§ AUFGABENSTELLUNG
[1] Für welchen Roman geht der Deutsche Buchpreis laut der Presseschau zum Buchpreis an Kim de l'Horizon?
[2] Gib den Absatz der Presseschau zum Buchpreis, der mit „Es war eine Verleihung im Zeichen des Glamours“ beginnt, als knappe Stichpunktliste wieder.

§ LESETEXT
9punkt - Die Debattenrundschau vom 18.10.2022 finden Sie hier

Literatur



Der Deutsche Buchpreis geht in diesem Jahr an Kim de l'Horizon für den Roman "Blutbuch". Nach der Dankesrede hat sich "dey" ihrem Selbstverständnis nach non-binäre Autor:in aus Solidarität mit den Frauen im Iran unter standing ovations die Haare abrasiert: "Dieser Preis ist nicht für mich".

Für Richard Kämmerlings von der Welt war das "so etwas wie der Rainald-Goetz-Moment der neuen engagierten (manche sagen 'aktivistischen') Literatur. ... De l'Horizon will weder Preisträger noch Preisträgerin sein, sondern etwas Drittes, noch nie da Gewesenes, was sie sowohl in ihrer ganzen umwerfenden Erscheinung als auch in ihrem bewusst irritierenden Schreiben demonstriert. Das Erbe der klassischen Avantgarden - Rimbauds 'Il faut être absolument moderne' - wird heute unter anderem von denjenigen angetreten, die wie Kim Sprache und Erzählformen jenseits der binären Geschlechterdifferenz suchen."

Es war eine Verleihung im Zeichen des Glamours, berichtet Gerrit Bartels im Tagesspiegel: Schon lange nicht mehr habe die Riege der Nominierten so gut ausgesehen. Ansonsten ist Bartels eher unterwältigt: Zwar wurde mit "Blutbuch" ein "queerer und wilder Roman" ausgezeichnet, aber was die Jury darüber zu sagen hatte ("kreative Energie", "Dringlichkeit und literarische Innovationskraft") hätte man auch über Jan Faktors "Trottel" sagen können, meint er. Ihm ist das politisch alles zu überfrachtet: "Ohne eine entscheidende, über sich selbst weisende Botschaft hat die Literatur es heutzutage leider schwer." Jan Faktor war auf der Shortlist die einzig ernstzunehmende Konkurrenz für Kim de l'Horizon, findet Andreas Platthaus in der FAZ, aber Faktor hat ja vor kurzem schon den Wilhelm-Raabe-Preis erhalten. De l'Horizons Performance findet Platthaus so spektakulär wie folgerichtig: "Die Verneinung einer jeden Geschlechterrolle durch Entledigung körperlicher Schönheitsattribute ist konsequent angesichts des schmerzvollen Inhalts von 'Blutbuch', einem Roman, der die Behauptung eines ebenfalls nichtbinären Erzählers gegen die gesellschaftlichen Erwartungen zum Gegenstand hat. Es ist ein eindrucksvolles Buch."

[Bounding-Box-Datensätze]
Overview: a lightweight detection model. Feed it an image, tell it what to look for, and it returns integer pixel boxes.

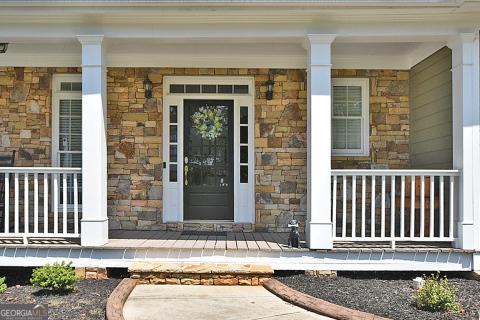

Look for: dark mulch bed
[276,273,480,320]
[0,268,121,320]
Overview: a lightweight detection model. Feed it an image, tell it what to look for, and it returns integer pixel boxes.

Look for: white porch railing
[332,170,460,246]
[0,167,82,242]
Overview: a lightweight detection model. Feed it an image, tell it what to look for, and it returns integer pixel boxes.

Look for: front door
[183,99,234,220]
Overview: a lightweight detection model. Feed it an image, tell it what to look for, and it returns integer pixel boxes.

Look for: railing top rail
[0,167,82,173]
[331,169,461,176]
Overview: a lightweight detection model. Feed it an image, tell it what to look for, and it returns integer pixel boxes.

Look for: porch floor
[0,230,471,252]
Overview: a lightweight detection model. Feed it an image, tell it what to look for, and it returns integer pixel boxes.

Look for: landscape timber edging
[105,278,137,320]
[263,279,388,320]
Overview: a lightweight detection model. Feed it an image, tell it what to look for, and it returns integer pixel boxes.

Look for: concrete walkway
[123,285,330,320]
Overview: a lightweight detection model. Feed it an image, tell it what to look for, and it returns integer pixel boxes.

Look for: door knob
[183,165,188,186]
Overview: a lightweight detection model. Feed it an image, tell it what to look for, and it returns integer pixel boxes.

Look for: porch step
[128,262,273,286]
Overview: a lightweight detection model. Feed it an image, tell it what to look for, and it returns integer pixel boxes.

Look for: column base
[306,221,333,249]
[80,219,108,247]
[454,222,478,250]
[472,253,480,272]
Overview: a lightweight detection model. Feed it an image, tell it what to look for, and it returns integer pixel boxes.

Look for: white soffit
[0,38,444,69]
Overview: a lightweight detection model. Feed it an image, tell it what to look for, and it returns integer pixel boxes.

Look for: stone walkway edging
[263,279,389,320]
[105,278,137,320]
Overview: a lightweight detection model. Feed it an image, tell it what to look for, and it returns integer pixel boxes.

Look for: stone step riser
[129,263,273,286]
[131,273,271,286]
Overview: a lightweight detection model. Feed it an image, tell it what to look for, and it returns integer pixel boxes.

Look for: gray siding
[410,47,452,169]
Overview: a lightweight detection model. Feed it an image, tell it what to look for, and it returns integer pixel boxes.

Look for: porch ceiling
[0,36,448,69]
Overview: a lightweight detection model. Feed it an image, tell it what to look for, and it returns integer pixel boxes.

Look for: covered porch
[0,30,480,255]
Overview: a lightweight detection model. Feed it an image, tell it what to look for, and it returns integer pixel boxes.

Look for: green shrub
[414,274,460,313]
[30,262,78,291]
[0,277,7,293]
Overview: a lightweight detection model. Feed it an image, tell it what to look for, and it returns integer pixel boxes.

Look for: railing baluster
[0,167,81,240]
[380,176,385,238]
[62,173,68,234]
[23,172,30,234]
[420,175,425,238]
[13,173,20,234]
[370,175,375,238]
[52,173,58,234]
[5,172,10,233]
[410,176,415,238]
[429,176,435,238]
[33,172,38,234]
[448,176,455,238]
[332,176,337,237]
[400,175,405,238]
[73,173,79,234]
[390,176,395,239]
[43,173,48,234]
[352,176,357,238]
[438,176,445,238]
[362,176,367,238]
[342,176,347,238]
[332,169,461,244]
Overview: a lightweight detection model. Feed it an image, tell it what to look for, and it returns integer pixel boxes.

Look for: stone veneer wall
[0,67,81,167]
[107,68,306,231]
[332,69,410,169]
[0,67,409,231]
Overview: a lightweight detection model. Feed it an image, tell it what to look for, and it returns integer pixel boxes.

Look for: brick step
[128,262,273,286]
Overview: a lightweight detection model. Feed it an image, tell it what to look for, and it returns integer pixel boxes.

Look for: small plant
[30,262,78,291]
[414,273,460,313]
[0,277,7,293]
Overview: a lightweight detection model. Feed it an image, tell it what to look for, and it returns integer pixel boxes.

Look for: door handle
[183,165,188,186]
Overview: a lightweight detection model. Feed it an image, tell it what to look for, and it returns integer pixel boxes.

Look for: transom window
[169,84,248,94]
[332,78,369,156]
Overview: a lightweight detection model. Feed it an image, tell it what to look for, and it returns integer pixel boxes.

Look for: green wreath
[192,106,225,140]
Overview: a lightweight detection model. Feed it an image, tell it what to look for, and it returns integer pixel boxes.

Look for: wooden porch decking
[0,230,471,253]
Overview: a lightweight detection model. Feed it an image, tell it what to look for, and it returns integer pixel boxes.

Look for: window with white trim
[52,74,82,204]
[332,78,370,156]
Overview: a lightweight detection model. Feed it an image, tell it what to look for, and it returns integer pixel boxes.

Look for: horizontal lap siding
[410,47,452,169]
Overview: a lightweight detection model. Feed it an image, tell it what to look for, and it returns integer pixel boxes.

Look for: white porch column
[449,33,480,250]
[306,34,335,249]
[78,35,108,246]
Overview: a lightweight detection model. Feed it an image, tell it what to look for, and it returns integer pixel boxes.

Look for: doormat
[181,230,227,237]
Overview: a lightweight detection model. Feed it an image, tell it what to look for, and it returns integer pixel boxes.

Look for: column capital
[447,32,478,50]
[307,34,337,44]
[77,35,104,45]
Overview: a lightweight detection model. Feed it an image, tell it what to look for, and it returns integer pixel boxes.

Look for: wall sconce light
[143,78,153,99]
[266,77,275,100]
[0,43,8,53]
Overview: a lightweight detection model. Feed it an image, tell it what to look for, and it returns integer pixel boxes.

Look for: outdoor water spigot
[288,219,300,248]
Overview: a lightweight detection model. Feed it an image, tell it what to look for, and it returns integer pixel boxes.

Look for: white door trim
[162,76,255,223]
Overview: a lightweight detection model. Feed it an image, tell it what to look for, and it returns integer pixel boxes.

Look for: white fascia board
[0,0,464,7]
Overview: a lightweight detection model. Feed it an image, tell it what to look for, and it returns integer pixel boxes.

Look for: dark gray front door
[183,100,233,220]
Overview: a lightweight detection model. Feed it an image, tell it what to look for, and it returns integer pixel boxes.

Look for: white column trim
[306,34,335,249]
[77,35,108,246]
[448,33,480,250]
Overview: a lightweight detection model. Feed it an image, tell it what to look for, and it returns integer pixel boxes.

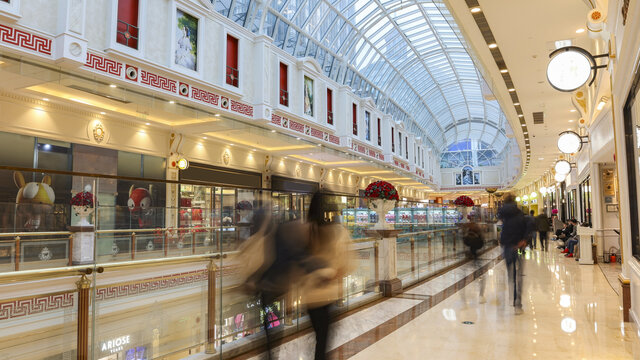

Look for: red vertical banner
[116,0,140,49]
[351,104,358,135]
[391,127,396,153]
[280,63,289,106]
[327,88,333,125]
[226,35,240,87]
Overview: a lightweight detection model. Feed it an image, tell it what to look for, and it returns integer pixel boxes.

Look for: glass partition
[0,169,500,359]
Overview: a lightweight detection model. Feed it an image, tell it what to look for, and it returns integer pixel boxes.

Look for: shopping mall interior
[0,0,640,360]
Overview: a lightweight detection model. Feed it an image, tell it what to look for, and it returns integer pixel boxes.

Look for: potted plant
[364,181,400,230]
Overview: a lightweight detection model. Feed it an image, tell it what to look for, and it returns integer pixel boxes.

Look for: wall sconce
[553,160,571,176]
[547,46,609,92]
[558,131,589,154]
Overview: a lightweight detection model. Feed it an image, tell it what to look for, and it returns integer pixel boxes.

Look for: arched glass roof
[210,0,509,152]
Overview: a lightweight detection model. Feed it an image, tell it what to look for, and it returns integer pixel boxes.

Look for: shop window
[327,89,333,125]
[116,0,140,50]
[364,111,371,141]
[280,63,289,106]
[226,35,240,87]
[391,127,396,153]
[351,104,358,136]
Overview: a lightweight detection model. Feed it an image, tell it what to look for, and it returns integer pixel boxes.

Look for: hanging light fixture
[554,160,571,175]
[547,46,609,92]
[558,131,586,154]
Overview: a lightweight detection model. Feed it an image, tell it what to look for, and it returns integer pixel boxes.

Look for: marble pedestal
[366,230,402,297]
[69,226,95,265]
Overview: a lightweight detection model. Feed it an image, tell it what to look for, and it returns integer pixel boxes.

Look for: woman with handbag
[300,193,350,360]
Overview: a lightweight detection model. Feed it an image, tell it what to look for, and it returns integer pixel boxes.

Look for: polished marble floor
[240,248,640,360]
[351,250,640,360]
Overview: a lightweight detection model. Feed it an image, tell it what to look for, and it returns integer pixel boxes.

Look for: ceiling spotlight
[176,157,189,170]
[553,160,571,175]
[553,173,567,182]
[596,96,609,111]
[558,131,586,154]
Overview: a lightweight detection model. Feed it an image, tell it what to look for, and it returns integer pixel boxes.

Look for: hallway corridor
[352,249,640,360]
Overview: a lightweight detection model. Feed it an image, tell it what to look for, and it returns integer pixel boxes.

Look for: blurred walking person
[536,211,550,251]
[461,221,487,304]
[498,194,527,315]
[300,193,349,360]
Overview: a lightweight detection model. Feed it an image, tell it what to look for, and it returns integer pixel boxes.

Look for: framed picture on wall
[174,9,198,71]
[304,76,313,116]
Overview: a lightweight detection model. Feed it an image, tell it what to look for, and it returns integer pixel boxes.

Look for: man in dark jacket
[498,194,527,315]
[536,211,550,251]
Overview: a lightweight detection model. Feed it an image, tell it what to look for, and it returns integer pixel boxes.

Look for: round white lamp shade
[555,160,571,175]
[547,48,592,91]
[558,131,582,154]
[554,173,567,182]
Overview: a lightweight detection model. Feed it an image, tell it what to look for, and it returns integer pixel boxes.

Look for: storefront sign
[100,335,131,354]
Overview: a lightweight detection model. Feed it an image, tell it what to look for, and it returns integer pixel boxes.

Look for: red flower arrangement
[453,195,474,207]
[364,181,400,200]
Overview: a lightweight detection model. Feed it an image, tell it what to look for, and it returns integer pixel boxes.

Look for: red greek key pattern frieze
[191,87,220,106]
[140,70,178,92]
[0,24,53,56]
[84,53,122,76]
[96,270,208,300]
[289,120,304,133]
[231,100,253,117]
[0,293,73,320]
[311,128,323,139]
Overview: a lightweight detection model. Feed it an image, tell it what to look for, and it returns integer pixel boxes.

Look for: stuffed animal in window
[127,185,153,229]
[13,171,56,231]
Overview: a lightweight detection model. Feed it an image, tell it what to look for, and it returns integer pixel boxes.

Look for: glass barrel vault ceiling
[210,0,509,153]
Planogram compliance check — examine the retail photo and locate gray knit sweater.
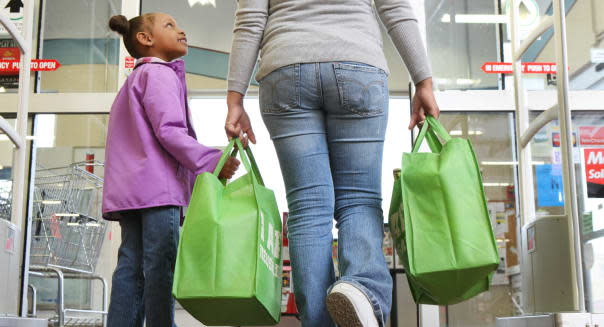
[228,0,431,94]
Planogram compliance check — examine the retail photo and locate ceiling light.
[455,15,508,24]
[42,200,63,205]
[55,213,80,217]
[449,130,483,136]
[188,0,216,8]
[480,161,545,166]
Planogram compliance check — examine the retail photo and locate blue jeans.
[260,62,392,327]
[107,206,180,327]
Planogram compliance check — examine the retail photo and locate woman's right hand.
[224,91,256,147]
[409,77,440,129]
[218,157,239,179]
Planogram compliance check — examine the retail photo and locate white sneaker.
[325,282,378,327]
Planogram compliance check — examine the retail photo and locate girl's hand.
[224,91,256,147]
[409,77,440,129]
[218,157,239,179]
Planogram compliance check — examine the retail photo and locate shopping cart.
[30,163,106,273]
[29,162,107,327]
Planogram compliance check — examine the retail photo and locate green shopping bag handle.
[413,115,451,153]
[214,138,264,186]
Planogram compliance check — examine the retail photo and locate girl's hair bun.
[109,15,130,36]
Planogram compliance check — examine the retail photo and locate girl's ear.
[136,32,153,47]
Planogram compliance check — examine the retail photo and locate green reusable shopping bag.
[172,139,282,326]
[389,116,499,305]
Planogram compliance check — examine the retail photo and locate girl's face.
[151,13,187,61]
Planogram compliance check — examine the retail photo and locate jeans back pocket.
[259,64,300,113]
[334,63,388,116]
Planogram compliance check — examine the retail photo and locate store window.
[425,0,506,90]
[440,112,521,327]
[141,0,420,93]
[523,0,604,90]
[0,119,15,221]
[34,0,122,92]
[531,111,604,312]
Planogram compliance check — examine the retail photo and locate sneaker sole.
[325,292,364,327]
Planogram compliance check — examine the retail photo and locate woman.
[225,0,439,327]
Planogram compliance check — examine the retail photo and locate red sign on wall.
[124,56,134,69]
[583,148,604,198]
[480,62,556,74]
[0,59,61,73]
[552,132,577,148]
[579,126,604,145]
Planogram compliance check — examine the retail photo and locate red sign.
[583,148,604,198]
[579,126,604,145]
[0,59,61,73]
[0,48,21,76]
[480,62,556,74]
[552,132,577,148]
[124,56,134,69]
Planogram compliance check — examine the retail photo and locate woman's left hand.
[224,91,256,147]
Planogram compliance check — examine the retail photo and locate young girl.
[103,13,239,327]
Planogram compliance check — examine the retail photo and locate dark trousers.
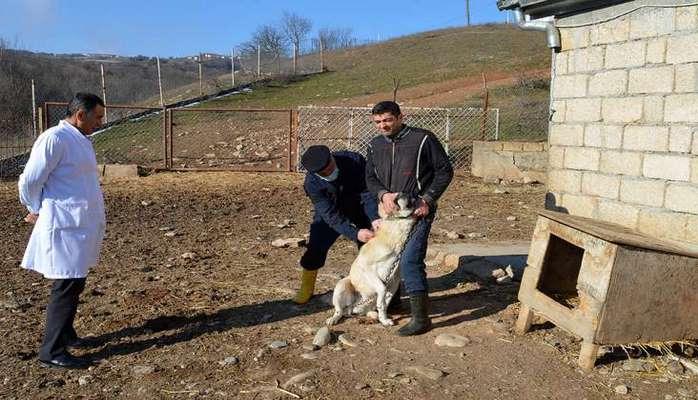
[300,219,371,271]
[39,278,85,361]
[400,212,435,296]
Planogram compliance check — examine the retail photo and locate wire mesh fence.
[0,109,34,179]
[44,103,165,167]
[0,103,540,177]
[490,73,550,141]
[168,108,293,171]
[296,106,499,169]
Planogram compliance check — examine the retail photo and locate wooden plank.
[594,246,698,344]
[538,210,698,258]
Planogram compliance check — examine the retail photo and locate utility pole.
[230,49,235,87]
[99,64,109,123]
[199,53,204,96]
[32,79,38,137]
[465,0,470,26]
[293,43,298,75]
[319,36,325,72]
[155,57,165,107]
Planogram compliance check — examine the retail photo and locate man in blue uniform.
[293,146,380,304]
[366,101,453,336]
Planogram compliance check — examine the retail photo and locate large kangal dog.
[326,194,416,326]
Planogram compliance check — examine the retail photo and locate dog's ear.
[378,201,388,219]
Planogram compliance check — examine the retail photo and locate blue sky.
[0,0,505,57]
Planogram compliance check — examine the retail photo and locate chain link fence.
[296,106,499,169]
[0,109,34,179]
[44,103,165,167]
[490,74,550,141]
[168,108,293,171]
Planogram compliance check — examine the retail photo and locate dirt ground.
[0,173,698,400]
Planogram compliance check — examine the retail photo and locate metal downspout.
[513,8,561,50]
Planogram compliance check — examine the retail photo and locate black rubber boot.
[388,285,402,312]
[397,293,431,336]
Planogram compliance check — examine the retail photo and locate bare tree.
[314,28,356,50]
[239,25,288,73]
[281,11,313,61]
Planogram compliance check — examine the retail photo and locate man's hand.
[381,193,398,215]
[412,199,429,218]
[356,229,375,243]
[24,213,39,225]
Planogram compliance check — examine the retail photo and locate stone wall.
[470,141,548,183]
[547,1,698,243]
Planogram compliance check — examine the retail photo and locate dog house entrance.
[536,235,584,308]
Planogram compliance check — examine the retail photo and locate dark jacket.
[366,125,453,210]
[303,151,380,241]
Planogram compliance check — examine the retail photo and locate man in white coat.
[18,93,106,368]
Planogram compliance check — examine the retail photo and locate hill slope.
[201,25,550,107]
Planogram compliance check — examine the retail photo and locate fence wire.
[0,110,34,179]
[169,108,293,171]
[44,103,165,167]
[296,106,499,170]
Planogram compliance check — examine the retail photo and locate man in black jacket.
[366,101,453,336]
[293,146,380,304]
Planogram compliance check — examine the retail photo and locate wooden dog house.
[516,211,698,370]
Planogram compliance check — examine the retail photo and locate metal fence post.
[286,110,294,172]
[494,108,499,140]
[162,107,167,169]
[167,109,174,169]
[347,108,354,150]
[444,110,451,156]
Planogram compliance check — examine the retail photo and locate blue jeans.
[300,218,371,271]
[400,212,436,296]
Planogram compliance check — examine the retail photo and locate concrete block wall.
[470,141,548,183]
[547,6,698,243]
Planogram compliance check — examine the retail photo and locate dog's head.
[378,193,419,218]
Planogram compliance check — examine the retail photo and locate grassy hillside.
[95,25,550,168]
[162,25,550,108]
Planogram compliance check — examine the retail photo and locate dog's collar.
[383,214,412,220]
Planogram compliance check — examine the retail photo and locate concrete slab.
[429,241,530,280]
[98,164,138,178]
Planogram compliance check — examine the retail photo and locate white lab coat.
[18,121,106,279]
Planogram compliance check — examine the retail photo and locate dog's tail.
[332,277,358,316]
[327,277,358,325]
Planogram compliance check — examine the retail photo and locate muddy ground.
[0,173,698,400]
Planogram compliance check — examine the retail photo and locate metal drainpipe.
[514,8,561,50]
[514,8,562,144]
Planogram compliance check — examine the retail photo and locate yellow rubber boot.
[293,269,317,304]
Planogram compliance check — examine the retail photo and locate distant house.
[498,0,698,243]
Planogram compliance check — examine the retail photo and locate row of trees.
[239,11,357,69]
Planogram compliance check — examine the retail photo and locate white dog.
[326,194,416,326]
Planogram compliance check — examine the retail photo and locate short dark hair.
[371,100,402,117]
[65,92,104,117]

§ LÖSUNGEN JE AUFGABE
[1] Für den Roman „Blutbuch“.

[2]
- Gerrit Bartels (Tagesspiegel) beschreibt eine Verleihung im Zeichen des Glamours. Die Nominierten hätten schon lange nicht mehr so gut ausgesehen.
- Ansonsten ist Bartels eher unterwältigt. Das Jurylob für den „queeren und wilden Roman“ „Blutbuch“ hätte auch auf Jan Faktors „Trottel“ gepasst.
- Ihm ist alles politisch zu überfrachtet. Ohne eine über sich selbst weisende Botschaft habe es Literatur heute schwer.
- Andreas Platthaus (FAZ) sieht in Jan Faktor die einzige ernstzunehmende Konkurrenz auf der Shortlist. Faktor hat allerdings vor Kurzem schon den Wilhelm-Raabe-Preis erhalten.
- Platthaus findet die Performance von de l'Horizon spektakulär und folgerichtig. Die Verneinung jeder Geschlechterrolle passe zum schmerzvollen Inhalt von „Blutbuch“. Darin geht es um die Behauptung eines nichtbinären Erzählers gegen gesellschaftliche Erwartungen.
- Er nennt „Blutbuch“ ein eindrucksvolles Buch.